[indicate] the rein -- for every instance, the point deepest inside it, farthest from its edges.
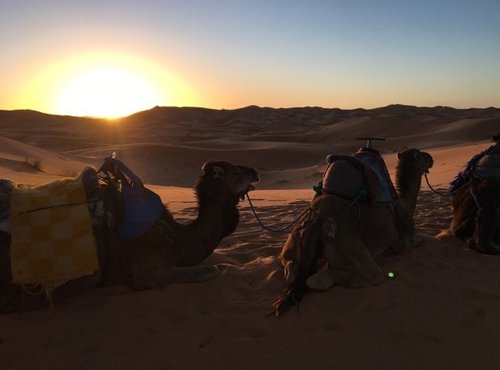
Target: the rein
(308, 209)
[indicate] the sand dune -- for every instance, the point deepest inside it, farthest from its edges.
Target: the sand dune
(439, 312)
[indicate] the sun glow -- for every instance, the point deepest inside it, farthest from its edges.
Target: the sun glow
(107, 92)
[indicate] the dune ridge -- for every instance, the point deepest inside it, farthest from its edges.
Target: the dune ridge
(439, 312)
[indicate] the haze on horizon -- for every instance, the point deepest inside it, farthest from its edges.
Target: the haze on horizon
(102, 58)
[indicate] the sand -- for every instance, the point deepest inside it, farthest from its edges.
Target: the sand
(438, 313)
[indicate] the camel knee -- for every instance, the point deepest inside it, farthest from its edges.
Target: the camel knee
(290, 270)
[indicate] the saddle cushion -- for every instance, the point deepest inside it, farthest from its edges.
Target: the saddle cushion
(482, 165)
(347, 175)
(52, 238)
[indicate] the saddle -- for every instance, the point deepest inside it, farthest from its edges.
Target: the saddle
(364, 171)
(485, 164)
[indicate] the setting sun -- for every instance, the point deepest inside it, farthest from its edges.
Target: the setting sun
(107, 92)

_ _ _ _

[Problem requirements]: Format everything from the line containing "[indicate] the sun" down to the end of the material as a two-column CSV with the headers entry and answer. Give one row per entry, with its text and its answer each in a single quoted field and line breaks replaced by spaces.

[Result of the task]:
entry,answer
"[indicate] the sun glow -- for every instance, the point deepest inside it, farthest from its edges. Target: the sun glow","(107, 92)"
"[indicate] the dune ridge -- for every instance, the point deepest inside it, farthest from its edges. Target: the dune ridge","(439, 312)"
"[indicate] the haze on horizon -- for every instance, the point deepest inside it, farthest from its edges. Target: the haze on horizon","(102, 58)"
"[indicate] the sand -- for every instance, the point deepest inside it, farthest from its edges. Target: the sand","(438, 313)"
"[indicate] the camel knee -- for every instance, the point deepest inside it, farthest from its edges. Target: the camel knee","(290, 270)"
"[indicate] the saddle cushion -- for every instance, the point deepest inside it, farthest from its edges. Target: the saddle cushion","(482, 165) (347, 175) (52, 238)"
"[indicate] the saddle -- for every instance, the point deepest inside it, farthest from its edges. Target: the saddle","(364, 171) (485, 164)"
"[indicate] the setting sun -- for every instance, the point deepest inside it, farthest from its edges. Target: the setting sun","(107, 92)"